----- RECORDED INFORMATION

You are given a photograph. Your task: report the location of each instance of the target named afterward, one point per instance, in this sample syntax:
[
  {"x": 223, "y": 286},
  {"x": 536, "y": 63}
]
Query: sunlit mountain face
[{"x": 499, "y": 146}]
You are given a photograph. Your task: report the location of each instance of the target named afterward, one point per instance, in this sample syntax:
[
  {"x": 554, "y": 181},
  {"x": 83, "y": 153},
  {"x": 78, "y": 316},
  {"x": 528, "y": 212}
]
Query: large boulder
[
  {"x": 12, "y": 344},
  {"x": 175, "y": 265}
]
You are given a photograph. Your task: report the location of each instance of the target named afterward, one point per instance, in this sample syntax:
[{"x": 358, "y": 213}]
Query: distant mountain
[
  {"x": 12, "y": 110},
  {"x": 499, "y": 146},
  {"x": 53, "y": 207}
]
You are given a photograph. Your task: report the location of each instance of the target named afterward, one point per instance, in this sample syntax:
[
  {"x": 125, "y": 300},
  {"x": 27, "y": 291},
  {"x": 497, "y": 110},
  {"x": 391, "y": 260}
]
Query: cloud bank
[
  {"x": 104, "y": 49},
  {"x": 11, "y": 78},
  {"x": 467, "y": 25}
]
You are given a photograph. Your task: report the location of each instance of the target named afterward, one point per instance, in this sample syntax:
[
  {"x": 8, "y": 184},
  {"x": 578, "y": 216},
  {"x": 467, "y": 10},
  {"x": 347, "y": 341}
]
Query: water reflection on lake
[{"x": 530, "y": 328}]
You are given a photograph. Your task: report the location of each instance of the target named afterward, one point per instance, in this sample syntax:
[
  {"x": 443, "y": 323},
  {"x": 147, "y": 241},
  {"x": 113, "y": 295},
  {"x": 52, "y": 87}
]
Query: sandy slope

----------

— THE PROBLEM —
Reproduce the material verbatim, line by line.

— COMPLETE OUTPUT —
You are given a photograph. Your task: report the location of each instance of the target named afterward, one point per instance, in this sample syntax:
[
  {"x": 223, "y": 286},
  {"x": 536, "y": 63}
]
Query: sunlit mountain face
[{"x": 499, "y": 146}]
You are given a photograph. Your task: report the location of each instance of the target named afterward, one point per instance, in this sample syntax:
[
  {"x": 554, "y": 181},
  {"x": 83, "y": 153},
  {"x": 78, "y": 316},
  {"x": 528, "y": 212}
]
Query: large boulder
[
  {"x": 12, "y": 344},
  {"x": 175, "y": 265}
]
You are given a photograph. Your task: report the location of each instance of the target named afterward, one point per instance, in this sample syntax:
[{"x": 358, "y": 213}]
Query: distant mountain
[
  {"x": 12, "y": 110},
  {"x": 499, "y": 146},
  {"x": 53, "y": 207}
]
You are given a photograph. Your task: report the location of each instance of the target named afterward, one point per instance, in this sample syntax:
[
  {"x": 125, "y": 300},
  {"x": 27, "y": 291},
  {"x": 497, "y": 110},
  {"x": 391, "y": 260}
]
Query: cloud bank
[
  {"x": 104, "y": 49},
  {"x": 11, "y": 78},
  {"x": 467, "y": 25}
]
You are given a photograph. Your task: report the location of each instance of the target named afterward, one point per instance, in this sample syntax:
[
  {"x": 8, "y": 184},
  {"x": 578, "y": 216},
  {"x": 467, "y": 10},
  {"x": 347, "y": 341}
]
Query: water reflection on lake
[{"x": 530, "y": 328}]
You are given a photograph. Your task: report the location of each instance of the target named afterward, one point per instance, in this sample syntax:
[
  {"x": 443, "y": 323},
  {"x": 147, "y": 241},
  {"x": 113, "y": 295},
  {"x": 52, "y": 87}
]
Query: sandy slope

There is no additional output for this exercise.